## THE PROBLEM:
Lay out everything from the start of the records down to and including the line containing "[[32,162],[8,170],[7,171],[32,171]]" as a JSON list of strings, one string per line, with blank lines omitted.

[Segmentation dataset excerpts]
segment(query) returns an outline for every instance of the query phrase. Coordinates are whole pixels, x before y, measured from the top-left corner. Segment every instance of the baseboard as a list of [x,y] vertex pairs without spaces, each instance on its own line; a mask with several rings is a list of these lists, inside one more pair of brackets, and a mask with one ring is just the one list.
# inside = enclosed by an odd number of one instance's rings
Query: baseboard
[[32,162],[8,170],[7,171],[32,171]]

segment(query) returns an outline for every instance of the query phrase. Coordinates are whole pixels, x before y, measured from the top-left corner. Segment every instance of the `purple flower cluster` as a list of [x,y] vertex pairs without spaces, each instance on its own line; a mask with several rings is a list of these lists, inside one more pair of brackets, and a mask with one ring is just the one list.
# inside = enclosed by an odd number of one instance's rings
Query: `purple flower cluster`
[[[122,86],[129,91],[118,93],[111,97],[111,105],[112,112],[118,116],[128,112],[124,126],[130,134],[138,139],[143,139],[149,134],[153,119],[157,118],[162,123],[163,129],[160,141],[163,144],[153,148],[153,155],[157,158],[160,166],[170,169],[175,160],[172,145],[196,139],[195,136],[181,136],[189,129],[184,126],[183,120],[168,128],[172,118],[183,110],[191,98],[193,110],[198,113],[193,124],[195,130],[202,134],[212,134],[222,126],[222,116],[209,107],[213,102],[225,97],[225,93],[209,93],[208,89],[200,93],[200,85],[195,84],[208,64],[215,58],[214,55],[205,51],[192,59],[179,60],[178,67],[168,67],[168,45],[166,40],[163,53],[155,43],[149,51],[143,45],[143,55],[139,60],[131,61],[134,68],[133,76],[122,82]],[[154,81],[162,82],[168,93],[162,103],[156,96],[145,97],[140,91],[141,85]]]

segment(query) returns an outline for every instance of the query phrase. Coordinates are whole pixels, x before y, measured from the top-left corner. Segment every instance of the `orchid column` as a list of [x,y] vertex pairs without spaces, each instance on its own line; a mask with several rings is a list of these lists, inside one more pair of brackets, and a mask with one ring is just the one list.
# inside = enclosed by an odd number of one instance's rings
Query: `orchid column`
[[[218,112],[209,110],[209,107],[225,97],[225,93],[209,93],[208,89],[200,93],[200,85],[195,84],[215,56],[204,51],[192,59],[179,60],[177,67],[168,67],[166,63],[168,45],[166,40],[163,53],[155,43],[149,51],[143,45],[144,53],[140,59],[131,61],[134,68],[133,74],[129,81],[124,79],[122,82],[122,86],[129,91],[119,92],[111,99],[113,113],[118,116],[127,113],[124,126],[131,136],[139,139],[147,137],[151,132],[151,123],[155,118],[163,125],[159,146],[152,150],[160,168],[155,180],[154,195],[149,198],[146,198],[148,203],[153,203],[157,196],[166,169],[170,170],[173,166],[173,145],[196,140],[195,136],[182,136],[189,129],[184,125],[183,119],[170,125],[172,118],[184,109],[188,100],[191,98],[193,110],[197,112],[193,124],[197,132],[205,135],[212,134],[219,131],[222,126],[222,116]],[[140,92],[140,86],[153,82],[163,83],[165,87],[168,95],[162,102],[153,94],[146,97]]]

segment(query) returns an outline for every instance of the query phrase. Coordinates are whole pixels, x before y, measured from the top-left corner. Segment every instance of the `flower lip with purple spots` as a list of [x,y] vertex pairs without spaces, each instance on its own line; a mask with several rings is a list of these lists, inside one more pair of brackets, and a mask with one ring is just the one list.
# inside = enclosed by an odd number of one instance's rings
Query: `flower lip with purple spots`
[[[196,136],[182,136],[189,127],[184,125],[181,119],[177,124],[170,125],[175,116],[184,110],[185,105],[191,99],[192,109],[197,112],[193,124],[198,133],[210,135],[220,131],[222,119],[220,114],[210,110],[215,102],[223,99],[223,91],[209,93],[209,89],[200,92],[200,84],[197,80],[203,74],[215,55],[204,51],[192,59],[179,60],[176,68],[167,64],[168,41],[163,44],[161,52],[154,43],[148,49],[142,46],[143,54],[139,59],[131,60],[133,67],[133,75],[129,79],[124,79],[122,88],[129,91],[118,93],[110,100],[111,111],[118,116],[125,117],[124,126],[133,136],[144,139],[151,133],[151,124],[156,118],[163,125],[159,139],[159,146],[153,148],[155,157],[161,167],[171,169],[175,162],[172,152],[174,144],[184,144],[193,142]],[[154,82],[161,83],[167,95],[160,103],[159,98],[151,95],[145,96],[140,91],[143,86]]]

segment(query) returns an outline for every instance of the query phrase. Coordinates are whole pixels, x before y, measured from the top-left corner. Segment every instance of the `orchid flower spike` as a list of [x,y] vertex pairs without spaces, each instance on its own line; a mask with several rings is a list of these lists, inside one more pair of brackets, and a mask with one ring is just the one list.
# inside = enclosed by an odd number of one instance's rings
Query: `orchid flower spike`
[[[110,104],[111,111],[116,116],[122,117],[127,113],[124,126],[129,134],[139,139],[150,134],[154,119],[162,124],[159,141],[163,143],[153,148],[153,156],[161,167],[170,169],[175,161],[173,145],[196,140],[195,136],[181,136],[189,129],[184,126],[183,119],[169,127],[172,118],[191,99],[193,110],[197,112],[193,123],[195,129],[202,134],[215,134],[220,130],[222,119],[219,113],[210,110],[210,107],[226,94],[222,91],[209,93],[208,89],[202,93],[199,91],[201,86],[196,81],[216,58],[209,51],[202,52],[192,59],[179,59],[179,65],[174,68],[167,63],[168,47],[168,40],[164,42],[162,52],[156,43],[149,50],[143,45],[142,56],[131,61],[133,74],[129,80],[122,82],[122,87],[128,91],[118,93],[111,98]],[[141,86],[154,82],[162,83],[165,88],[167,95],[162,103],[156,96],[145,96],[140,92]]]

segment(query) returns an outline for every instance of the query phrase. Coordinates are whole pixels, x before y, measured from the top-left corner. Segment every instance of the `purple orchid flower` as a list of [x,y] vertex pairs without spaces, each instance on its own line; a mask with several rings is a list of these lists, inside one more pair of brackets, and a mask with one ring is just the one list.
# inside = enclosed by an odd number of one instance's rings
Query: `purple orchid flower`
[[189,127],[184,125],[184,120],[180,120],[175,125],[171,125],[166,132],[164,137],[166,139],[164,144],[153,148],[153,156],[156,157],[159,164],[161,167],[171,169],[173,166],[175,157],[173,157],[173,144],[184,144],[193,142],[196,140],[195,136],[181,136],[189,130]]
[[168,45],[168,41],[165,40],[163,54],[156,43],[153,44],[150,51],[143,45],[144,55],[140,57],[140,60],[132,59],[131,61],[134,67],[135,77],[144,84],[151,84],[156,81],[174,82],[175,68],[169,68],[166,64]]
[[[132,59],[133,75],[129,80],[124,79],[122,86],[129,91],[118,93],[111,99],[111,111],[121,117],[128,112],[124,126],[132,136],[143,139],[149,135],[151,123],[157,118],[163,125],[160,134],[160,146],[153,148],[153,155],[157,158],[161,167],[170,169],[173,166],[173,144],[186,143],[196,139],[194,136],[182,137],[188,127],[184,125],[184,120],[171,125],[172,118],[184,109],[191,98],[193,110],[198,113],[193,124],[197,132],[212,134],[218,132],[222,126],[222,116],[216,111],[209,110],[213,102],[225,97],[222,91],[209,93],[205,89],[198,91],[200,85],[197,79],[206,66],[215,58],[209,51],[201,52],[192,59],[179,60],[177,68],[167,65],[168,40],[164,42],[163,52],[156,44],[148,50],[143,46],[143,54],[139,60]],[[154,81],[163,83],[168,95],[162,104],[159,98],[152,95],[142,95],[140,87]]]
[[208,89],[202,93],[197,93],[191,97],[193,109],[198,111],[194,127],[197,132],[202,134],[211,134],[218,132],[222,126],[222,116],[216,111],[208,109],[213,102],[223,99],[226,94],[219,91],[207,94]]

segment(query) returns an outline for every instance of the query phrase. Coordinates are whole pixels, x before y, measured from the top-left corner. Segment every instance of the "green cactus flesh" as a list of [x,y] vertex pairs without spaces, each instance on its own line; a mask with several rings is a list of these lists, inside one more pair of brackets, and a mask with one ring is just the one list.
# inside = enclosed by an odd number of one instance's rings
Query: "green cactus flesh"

## RESPONSE FOR THIS EXERCISE:
[
  "segment(query) returns an outline for every instance of the query phrase. Coordinates are whole pixels, x before y, measured from the top-left corner. Segment every instance of the baseboard as a list of [x,y] vertex pairs without spaces, each instance on its own line; a mask with several rings is a list of these lists, inside one more pair of brackets, and a mask with one ring is just the one list.",
  "# inside = enclosed by an odd number of one instance's rings",
  "Query: baseboard",
  "[[32,162],[8,170],[7,171],[32,171]]"
]